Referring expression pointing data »
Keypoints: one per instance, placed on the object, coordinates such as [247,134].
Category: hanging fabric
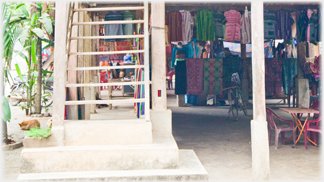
[187,24]
[212,76]
[232,26]
[205,25]
[128,29]
[219,23]
[273,76]
[195,74]
[174,22]
[246,27]
[289,70]
[113,29]
[181,78]
[313,28]
[309,14]
[302,25]
[284,23]
[270,23]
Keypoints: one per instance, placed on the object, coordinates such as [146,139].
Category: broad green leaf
[24,10]
[33,51]
[19,72]
[33,19]
[45,71]
[39,32]
[45,19]
[35,74]
[6,112]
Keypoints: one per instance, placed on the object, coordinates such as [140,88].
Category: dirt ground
[223,146]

Exercise objective » The response must consist of the entries above exactly as they stand, minus any pictures.

Completed exercise »
Keypoints: one per instance, placed on the object, coordinates such as [247,134].
Category: hanging fabric
[187,24]
[212,76]
[232,26]
[205,25]
[128,29]
[219,23]
[273,76]
[195,74]
[174,22]
[246,27]
[289,70]
[113,29]
[181,78]
[313,28]
[309,14]
[302,25]
[284,23]
[270,23]
Keypoints: one per instance, placed on the object, coordinates such as [146,139].
Category: broad green leaf
[24,10]
[33,51]
[19,72]
[33,19]
[45,71]
[39,32]
[45,19]
[35,74]
[6,112]
Keypoints: one per instance, placed on the object, coordinates such as [140,88].
Category: dirt ground
[223,146]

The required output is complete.